Stated problem: Return every line of the items below that contains the string "pine", copying each such line unchanged.

Supplied entries:
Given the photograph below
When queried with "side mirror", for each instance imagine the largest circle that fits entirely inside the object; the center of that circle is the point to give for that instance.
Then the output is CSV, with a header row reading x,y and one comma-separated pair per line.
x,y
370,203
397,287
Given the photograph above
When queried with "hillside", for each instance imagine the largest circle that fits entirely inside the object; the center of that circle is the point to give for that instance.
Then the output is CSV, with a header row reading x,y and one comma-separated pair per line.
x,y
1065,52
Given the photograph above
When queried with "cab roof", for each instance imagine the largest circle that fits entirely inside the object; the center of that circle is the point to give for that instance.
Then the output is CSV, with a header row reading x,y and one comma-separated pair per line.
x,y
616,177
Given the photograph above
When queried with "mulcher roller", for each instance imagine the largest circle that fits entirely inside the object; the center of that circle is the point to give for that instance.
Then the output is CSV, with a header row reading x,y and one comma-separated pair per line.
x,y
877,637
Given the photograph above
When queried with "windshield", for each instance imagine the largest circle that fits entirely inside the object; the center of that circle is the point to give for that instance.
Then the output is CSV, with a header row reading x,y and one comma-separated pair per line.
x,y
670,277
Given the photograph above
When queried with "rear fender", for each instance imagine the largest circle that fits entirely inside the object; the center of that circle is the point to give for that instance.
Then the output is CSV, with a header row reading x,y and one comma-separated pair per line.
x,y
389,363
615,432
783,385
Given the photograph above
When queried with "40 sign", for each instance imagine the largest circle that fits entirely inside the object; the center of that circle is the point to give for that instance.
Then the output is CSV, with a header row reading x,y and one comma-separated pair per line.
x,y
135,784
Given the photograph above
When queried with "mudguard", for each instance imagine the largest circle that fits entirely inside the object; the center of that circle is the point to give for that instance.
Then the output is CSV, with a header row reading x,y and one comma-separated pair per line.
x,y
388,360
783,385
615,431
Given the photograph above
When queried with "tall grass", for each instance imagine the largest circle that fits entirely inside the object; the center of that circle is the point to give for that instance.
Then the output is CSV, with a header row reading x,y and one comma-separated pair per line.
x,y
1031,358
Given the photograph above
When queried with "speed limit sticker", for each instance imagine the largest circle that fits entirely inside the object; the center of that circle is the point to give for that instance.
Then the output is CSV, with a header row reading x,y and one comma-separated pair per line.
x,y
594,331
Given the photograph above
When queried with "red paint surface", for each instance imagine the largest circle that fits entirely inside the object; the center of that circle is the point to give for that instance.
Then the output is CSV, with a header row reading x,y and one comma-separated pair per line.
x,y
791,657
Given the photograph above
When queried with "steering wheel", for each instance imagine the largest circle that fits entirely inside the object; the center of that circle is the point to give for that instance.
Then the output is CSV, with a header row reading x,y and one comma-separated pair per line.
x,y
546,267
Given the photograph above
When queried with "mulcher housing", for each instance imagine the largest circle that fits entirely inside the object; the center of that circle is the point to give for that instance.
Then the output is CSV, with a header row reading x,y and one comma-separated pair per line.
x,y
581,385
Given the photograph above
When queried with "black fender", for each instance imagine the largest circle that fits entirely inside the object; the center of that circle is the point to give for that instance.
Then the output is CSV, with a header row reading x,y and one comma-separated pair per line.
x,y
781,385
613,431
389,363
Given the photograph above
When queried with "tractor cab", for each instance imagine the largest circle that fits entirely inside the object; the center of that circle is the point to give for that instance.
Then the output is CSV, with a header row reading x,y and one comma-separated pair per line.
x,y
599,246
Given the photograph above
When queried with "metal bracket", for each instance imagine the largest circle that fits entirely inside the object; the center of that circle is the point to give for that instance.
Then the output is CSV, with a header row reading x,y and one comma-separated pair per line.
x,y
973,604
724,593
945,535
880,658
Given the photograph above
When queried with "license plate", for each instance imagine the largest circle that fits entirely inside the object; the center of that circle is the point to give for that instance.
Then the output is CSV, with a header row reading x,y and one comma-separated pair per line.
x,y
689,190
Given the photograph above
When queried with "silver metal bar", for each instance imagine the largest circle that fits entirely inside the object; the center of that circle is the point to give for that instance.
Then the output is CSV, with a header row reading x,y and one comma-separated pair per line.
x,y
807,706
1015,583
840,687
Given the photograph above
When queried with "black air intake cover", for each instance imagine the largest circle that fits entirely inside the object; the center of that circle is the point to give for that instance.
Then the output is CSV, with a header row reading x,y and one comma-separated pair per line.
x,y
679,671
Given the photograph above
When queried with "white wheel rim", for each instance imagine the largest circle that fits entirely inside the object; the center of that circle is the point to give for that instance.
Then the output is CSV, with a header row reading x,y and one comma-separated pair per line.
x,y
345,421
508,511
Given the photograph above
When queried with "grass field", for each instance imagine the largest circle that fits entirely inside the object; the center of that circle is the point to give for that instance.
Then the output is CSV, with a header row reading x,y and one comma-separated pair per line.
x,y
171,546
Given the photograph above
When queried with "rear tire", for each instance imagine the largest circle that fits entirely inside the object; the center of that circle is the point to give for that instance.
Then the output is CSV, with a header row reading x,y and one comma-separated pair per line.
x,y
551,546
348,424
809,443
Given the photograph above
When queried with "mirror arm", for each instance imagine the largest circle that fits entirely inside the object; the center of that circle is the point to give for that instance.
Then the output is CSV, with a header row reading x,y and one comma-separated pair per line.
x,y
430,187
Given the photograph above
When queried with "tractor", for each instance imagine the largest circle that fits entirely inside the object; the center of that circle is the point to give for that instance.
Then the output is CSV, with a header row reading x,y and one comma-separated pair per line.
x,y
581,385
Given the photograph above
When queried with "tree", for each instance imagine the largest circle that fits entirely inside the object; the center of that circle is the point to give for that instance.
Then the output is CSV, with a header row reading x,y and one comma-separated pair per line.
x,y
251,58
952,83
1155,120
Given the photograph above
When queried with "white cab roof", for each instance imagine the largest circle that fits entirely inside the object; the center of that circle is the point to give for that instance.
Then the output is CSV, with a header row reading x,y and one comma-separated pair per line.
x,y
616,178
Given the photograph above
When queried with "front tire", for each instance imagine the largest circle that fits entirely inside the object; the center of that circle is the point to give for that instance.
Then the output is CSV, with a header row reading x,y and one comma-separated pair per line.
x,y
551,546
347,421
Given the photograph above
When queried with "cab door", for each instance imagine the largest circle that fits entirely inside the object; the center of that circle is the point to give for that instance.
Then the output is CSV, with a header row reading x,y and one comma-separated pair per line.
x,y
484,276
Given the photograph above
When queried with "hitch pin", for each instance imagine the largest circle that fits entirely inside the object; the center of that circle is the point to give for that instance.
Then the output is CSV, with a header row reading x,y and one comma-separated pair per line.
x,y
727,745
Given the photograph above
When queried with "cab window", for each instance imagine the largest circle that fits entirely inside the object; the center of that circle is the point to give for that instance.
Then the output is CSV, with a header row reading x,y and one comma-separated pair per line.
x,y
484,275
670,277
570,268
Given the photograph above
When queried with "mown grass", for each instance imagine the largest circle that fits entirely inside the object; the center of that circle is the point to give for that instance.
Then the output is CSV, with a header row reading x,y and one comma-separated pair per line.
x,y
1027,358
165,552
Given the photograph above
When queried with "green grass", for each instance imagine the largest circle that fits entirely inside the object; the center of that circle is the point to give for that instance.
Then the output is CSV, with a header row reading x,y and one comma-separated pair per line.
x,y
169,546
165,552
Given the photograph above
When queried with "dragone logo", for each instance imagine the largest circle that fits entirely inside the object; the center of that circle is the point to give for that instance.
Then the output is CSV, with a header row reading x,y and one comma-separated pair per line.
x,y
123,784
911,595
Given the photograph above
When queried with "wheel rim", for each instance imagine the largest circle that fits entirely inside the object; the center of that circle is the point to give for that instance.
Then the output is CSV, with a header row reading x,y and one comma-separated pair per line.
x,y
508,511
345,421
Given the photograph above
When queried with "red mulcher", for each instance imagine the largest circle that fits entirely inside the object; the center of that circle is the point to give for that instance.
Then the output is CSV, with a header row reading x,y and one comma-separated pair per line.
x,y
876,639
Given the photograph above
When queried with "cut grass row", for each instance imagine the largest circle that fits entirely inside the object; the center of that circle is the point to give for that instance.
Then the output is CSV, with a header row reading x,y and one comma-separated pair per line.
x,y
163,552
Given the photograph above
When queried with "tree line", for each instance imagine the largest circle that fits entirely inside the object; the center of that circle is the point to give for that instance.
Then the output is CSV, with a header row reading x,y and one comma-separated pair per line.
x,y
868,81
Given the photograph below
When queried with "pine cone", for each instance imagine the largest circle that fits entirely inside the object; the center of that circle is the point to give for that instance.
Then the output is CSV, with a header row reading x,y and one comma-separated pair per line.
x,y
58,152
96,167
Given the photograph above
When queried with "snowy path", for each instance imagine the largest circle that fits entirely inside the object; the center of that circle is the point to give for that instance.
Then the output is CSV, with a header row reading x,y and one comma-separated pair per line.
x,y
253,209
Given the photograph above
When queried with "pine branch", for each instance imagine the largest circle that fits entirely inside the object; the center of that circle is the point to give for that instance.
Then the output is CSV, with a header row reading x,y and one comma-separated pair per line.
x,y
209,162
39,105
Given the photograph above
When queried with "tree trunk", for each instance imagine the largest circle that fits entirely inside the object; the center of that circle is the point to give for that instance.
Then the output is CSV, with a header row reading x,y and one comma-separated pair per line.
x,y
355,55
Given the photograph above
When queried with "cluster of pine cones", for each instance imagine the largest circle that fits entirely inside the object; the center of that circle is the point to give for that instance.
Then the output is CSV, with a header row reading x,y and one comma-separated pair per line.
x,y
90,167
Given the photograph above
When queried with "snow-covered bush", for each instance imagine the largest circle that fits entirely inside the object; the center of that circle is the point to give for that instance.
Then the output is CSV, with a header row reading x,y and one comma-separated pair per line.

Solution to the exercise:
When queried with "pine cone", for each instance imagine the largest circle that fits entirely inside the object; the center of that circle is the point to give for that instance.
When queried with "pine branch", for each instance imagine the largest circle that fits entirely inside the object; the center of that circle is the point to give for that instance.
When queried with "cluster of pine cones", for each instance imagine the largest circle that fits entirely inside the object; the center of that circle is the point to give for that instance.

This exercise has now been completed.